▶ **SUPPLIED RECORDS**:

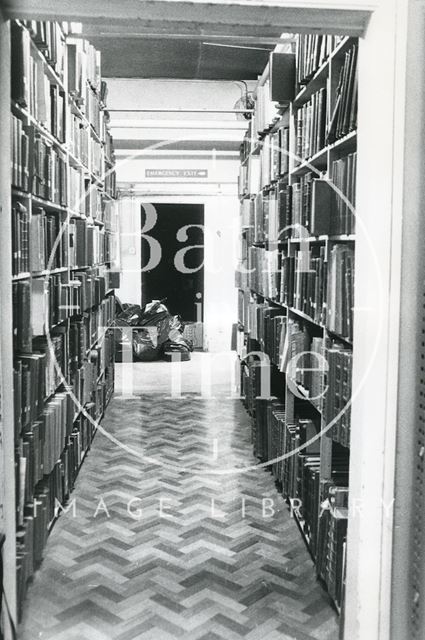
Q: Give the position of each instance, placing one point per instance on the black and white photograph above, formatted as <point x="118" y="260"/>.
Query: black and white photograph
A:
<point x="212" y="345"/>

---

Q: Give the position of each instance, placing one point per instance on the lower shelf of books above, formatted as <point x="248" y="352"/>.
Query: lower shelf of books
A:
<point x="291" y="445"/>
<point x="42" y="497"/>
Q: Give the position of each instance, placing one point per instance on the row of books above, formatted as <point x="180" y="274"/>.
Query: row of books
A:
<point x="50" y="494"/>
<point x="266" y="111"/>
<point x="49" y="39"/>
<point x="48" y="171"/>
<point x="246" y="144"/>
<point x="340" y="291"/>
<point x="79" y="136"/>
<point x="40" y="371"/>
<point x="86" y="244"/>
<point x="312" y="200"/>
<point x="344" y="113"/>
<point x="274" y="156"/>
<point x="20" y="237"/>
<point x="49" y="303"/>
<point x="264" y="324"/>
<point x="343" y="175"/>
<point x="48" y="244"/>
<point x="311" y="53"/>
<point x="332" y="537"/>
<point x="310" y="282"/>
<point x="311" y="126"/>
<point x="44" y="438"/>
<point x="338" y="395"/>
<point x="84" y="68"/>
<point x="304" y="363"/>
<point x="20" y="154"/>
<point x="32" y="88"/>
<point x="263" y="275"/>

▶ **WHAT THE EXERCISE ASKS**: Pull out each line of the records above that contains the word "Query", and list those lines in their original order.

▶ **EXERCISE SOLUTION**:
Query: black and white photograph
Query: lower shelf of books
Query: row of books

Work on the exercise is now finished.